- DIRECTIVE A
Rewrite only the lines in the rows below, starting with the line that contains "The component shall return one point per instance of the tree" and going on through the last line of the rows. Keep every line, including the wording lines, and shift each point coordinate by adding 23 to every x and y value.
---------- EXCERPT
Stop immediately and ask user guidance when:

  • Plan bundle validation fails (missing sidecar, invalid summary, broken links).
  • Review report (plan.review.md) is missing, malformed, or has any verdict that is not PASS.
  • Target task ID is missing, ambiguous, or not explicitly provided by the user.
  • Dependency satisfaction was not explicitly confirmed by the user.
  • RED cannot reach executable failing state after applying the RED recovery loop.
  • GREEN cannot reach pass state.
  • Any DoD item fails verification (DoD is AND, not OR).
  • The task has deps, the DoD includes boundary-level tests, and those tests exercise only mock substitutes instead of actual dependency implementations.
  • A task anchor/requirement mapping is unclear and cannot be resolved from plan.md.
  • Sidecar evidence contradicts plan.md.
  • Verification fails 3 or more times for the same step.

When stopped:

  • Report command, output, expected vs actual.
  • Do not guess a fix.
  • Do not modify the plan bundle without user approval.
  • Wait for user decision.

On-Demand Read Policy

  • Default to plan.md during execution.
  • Read plan.trace.md only to resolve mapping/coverage ambiguity.
  • Read plan.compose.md only to resolve scope ambiguity.
  • After resolving, return to plan.md.
  • Do not repeatedly re-read full sidecars unless a new ambiguity appears.

Verification Principle

Before claiming task completion:

  1. Identify the exact verification command.
  2. Run it fresh.
--------------------
---------- LISTED RECORDS
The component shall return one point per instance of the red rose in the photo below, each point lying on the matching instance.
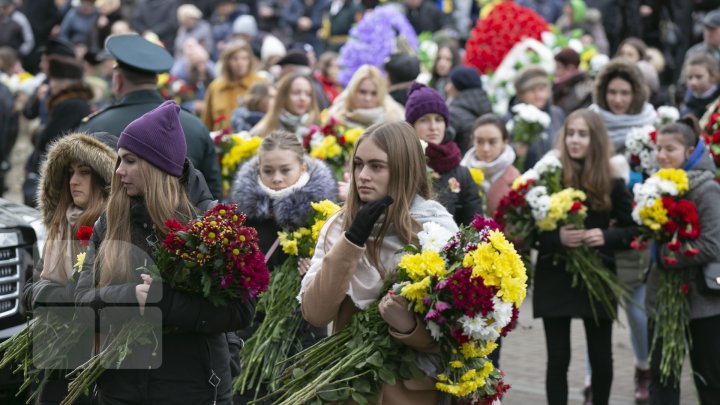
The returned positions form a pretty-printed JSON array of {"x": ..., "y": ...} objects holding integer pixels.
[{"x": 83, "y": 235}]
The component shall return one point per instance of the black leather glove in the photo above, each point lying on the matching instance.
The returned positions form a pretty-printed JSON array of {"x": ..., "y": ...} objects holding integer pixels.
[{"x": 365, "y": 219}]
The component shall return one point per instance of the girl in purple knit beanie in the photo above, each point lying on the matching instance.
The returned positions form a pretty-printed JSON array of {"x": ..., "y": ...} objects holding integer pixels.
[
  {"x": 153, "y": 182},
  {"x": 455, "y": 189}
]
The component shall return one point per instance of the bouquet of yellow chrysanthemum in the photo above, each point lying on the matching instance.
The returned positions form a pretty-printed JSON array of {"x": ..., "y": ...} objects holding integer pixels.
[
  {"x": 332, "y": 143},
  {"x": 466, "y": 288},
  {"x": 233, "y": 150},
  {"x": 279, "y": 331}
]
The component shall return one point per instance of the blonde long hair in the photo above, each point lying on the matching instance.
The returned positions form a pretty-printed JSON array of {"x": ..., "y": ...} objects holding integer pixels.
[
  {"x": 593, "y": 175},
  {"x": 164, "y": 196},
  {"x": 270, "y": 121},
  {"x": 408, "y": 178}
]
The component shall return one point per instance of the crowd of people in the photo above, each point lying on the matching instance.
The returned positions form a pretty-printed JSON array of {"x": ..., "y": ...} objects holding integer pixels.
[{"x": 128, "y": 102}]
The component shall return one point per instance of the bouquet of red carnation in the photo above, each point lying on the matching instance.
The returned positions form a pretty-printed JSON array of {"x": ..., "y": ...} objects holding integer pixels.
[
  {"x": 494, "y": 35},
  {"x": 665, "y": 217},
  {"x": 214, "y": 256}
]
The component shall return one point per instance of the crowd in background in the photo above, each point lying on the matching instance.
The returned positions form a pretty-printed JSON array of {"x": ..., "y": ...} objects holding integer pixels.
[{"x": 259, "y": 67}]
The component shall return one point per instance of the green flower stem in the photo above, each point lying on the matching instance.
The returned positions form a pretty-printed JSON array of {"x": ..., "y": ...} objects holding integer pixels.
[{"x": 671, "y": 327}]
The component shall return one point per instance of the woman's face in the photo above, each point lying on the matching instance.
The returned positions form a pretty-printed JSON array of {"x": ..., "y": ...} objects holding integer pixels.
[
  {"x": 430, "y": 128},
  {"x": 371, "y": 173},
  {"x": 488, "y": 143},
  {"x": 443, "y": 65},
  {"x": 280, "y": 168},
  {"x": 239, "y": 64},
  {"x": 80, "y": 184},
  {"x": 366, "y": 95},
  {"x": 629, "y": 52},
  {"x": 300, "y": 96},
  {"x": 619, "y": 96},
  {"x": 699, "y": 79},
  {"x": 577, "y": 139},
  {"x": 537, "y": 95},
  {"x": 129, "y": 172},
  {"x": 671, "y": 152}
]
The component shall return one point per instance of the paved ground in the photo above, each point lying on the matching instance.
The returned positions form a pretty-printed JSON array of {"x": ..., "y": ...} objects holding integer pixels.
[{"x": 523, "y": 354}]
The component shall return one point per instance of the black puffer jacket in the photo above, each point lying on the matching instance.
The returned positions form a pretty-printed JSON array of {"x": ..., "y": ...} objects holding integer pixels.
[
  {"x": 465, "y": 108},
  {"x": 194, "y": 348}
]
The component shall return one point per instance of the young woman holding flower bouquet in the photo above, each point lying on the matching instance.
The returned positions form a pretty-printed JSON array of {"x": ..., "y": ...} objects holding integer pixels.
[
  {"x": 456, "y": 190},
  {"x": 365, "y": 101},
  {"x": 294, "y": 108},
  {"x": 584, "y": 151},
  {"x": 493, "y": 156},
  {"x": 357, "y": 248},
  {"x": 679, "y": 147},
  {"x": 74, "y": 187},
  {"x": 188, "y": 362}
]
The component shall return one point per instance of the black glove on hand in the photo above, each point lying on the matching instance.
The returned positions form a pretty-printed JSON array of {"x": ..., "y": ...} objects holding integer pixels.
[{"x": 365, "y": 219}]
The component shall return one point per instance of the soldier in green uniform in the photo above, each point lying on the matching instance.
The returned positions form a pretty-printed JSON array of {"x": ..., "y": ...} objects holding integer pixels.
[{"x": 134, "y": 85}]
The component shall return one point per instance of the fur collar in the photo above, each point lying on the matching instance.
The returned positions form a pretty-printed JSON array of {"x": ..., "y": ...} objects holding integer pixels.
[
  {"x": 291, "y": 211},
  {"x": 77, "y": 90},
  {"x": 76, "y": 147}
]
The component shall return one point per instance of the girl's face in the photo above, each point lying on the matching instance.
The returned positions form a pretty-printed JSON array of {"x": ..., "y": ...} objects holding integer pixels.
[
  {"x": 280, "y": 168},
  {"x": 80, "y": 184},
  {"x": 430, "y": 128},
  {"x": 671, "y": 152},
  {"x": 537, "y": 95},
  {"x": 488, "y": 143},
  {"x": 366, "y": 96},
  {"x": 129, "y": 172},
  {"x": 699, "y": 79},
  {"x": 619, "y": 96},
  {"x": 239, "y": 64},
  {"x": 371, "y": 171},
  {"x": 300, "y": 96},
  {"x": 629, "y": 52},
  {"x": 443, "y": 65},
  {"x": 577, "y": 139}
]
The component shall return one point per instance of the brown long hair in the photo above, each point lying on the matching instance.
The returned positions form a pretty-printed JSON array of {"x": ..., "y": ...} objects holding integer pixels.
[
  {"x": 408, "y": 178},
  {"x": 165, "y": 197},
  {"x": 593, "y": 175},
  {"x": 270, "y": 121}
]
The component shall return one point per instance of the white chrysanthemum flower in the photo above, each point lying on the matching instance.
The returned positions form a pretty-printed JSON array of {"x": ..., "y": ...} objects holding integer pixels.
[
  {"x": 433, "y": 236},
  {"x": 434, "y": 329},
  {"x": 502, "y": 313},
  {"x": 477, "y": 328}
]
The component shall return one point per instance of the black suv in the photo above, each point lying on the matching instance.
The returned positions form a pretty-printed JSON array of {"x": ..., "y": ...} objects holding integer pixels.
[{"x": 22, "y": 237}]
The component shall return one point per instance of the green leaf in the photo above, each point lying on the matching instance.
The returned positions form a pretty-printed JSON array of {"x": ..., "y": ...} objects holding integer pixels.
[
  {"x": 386, "y": 376},
  {"x": 359, "y": 398}
]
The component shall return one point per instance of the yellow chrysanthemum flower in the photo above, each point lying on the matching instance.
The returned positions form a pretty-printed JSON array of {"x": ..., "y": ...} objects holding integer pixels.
[
  {"x": 677, "y": 176},
  {"x": 477, "y": 175},
  {"x": 421, "y": 265}
]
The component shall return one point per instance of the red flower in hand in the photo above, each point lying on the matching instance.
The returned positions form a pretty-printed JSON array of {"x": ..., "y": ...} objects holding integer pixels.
[{"x": 83, "y": 235}]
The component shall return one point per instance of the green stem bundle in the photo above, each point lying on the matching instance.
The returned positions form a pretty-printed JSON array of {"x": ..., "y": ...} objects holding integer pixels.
[{"x": 111, "y": 357}]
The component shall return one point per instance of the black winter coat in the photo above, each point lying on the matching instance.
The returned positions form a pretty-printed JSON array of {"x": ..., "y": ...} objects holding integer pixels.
[
  {"x": 194, "y": 348},
  {"x": 465, "y": 108},
  {"x": 553, "y": 294},
  {"x": 462, "y": 200}
]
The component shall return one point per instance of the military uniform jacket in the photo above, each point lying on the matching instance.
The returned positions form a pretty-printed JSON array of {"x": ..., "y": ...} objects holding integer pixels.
[{"x": 201, "y": 150}]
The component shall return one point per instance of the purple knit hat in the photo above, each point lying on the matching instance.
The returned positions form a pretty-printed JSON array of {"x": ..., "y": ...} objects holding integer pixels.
[
  {"x": 424, "y": 100},
  {"x": 158, "y": 138}
]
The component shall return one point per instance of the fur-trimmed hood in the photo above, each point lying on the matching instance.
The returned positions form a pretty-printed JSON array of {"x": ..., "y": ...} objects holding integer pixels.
[
  {"x": 289, "y": 212},
  {"x": 75, "y": 147}
]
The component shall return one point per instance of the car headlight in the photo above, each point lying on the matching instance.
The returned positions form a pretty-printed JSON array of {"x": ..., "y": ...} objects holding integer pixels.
[{"x": 9, "y": 239}]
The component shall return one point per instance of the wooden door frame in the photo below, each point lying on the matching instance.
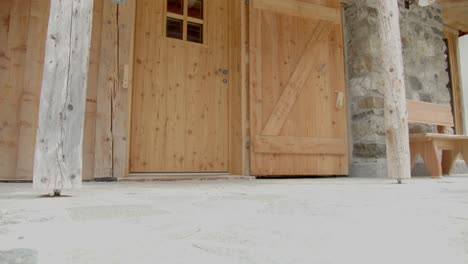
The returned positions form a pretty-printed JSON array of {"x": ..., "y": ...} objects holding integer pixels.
[{"x": 238, "y": 82}]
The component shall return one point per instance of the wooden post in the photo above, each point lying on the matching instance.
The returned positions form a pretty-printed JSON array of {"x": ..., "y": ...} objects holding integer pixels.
[
  {"x": 396, "y": 116},
  {"x": 59, "y": 142}
]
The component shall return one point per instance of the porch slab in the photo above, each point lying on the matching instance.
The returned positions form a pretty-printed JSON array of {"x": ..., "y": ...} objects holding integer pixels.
[{"x": 333, "y": 220}]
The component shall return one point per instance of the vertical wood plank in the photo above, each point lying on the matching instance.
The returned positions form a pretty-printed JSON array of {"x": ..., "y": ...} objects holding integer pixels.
[
  {"x": 452, "y": 41},
  {"x": 122, "y": 99},
  {"x": 29, "y": 99},
  {"x": 59, "y": 145},
  {"x": 107, "y": 83},
  {"x": 10, "y": 91},
  {"x": 396, "y": 117},
  {"x": 91, "y": 95}
]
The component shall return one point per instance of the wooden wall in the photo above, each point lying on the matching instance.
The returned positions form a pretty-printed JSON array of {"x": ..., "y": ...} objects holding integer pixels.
[{"x": 23, "y": 25}]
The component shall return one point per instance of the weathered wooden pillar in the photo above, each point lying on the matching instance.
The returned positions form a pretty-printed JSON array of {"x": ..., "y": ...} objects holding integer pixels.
[
  {"x": 396, "y": 117},
  {"x": 58, "y": 154}
]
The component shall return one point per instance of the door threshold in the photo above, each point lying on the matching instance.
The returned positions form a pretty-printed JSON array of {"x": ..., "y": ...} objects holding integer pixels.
[{"x": 143, "y": 177}]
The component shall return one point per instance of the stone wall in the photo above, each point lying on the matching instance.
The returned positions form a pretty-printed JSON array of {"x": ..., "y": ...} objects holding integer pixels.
[{"x": 425, "y": 73}]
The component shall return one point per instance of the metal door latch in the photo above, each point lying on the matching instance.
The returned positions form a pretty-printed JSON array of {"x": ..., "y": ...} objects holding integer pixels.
[{"x": 223, "y": 71}]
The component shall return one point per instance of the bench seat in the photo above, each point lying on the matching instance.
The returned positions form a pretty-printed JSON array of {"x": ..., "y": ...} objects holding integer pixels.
[
  {"x": 431, "y": 145},
  {"x": 431, "y": 136}
]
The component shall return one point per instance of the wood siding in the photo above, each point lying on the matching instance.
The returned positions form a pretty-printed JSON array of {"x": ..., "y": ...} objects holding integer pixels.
[{"x": 23, "y": 29}]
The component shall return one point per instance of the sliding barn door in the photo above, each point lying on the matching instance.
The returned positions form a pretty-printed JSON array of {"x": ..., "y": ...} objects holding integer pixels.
[
  {"x": 180, "y": 93},
  {"x": 297, "y": 88}
]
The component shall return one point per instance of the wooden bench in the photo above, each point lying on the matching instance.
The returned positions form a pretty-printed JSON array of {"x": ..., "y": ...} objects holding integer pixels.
[{"x": 429, "y": 145}]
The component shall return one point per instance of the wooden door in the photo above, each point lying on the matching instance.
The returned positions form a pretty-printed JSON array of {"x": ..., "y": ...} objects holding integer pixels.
[
  {"x": 297, "y": 88},
  {"x": 180, "y": 96}
]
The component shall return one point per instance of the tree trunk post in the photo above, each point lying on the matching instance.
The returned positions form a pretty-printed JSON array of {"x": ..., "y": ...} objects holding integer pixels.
[
  {"x": 396, "y": 116},
  {"x": 59, "y": 148}
]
--------------------
- DIRECTIVE B
According to the excerpt, how many times must verification fail for the same step before execution stops?

- WRITTEN RESPONSE A
The component shall return one point per instance of the tree trunk post in the photo above, each point lying on the matching instance.
The returned positions form a pretty-printed JSON array of {"x": ..., "y": ...} objects holding integer pixels.
[
  {"x": 419, "y": 139},
  {"x": 82, "y": 171}
]

- WRITTEN RESPONSE B
Three or more times.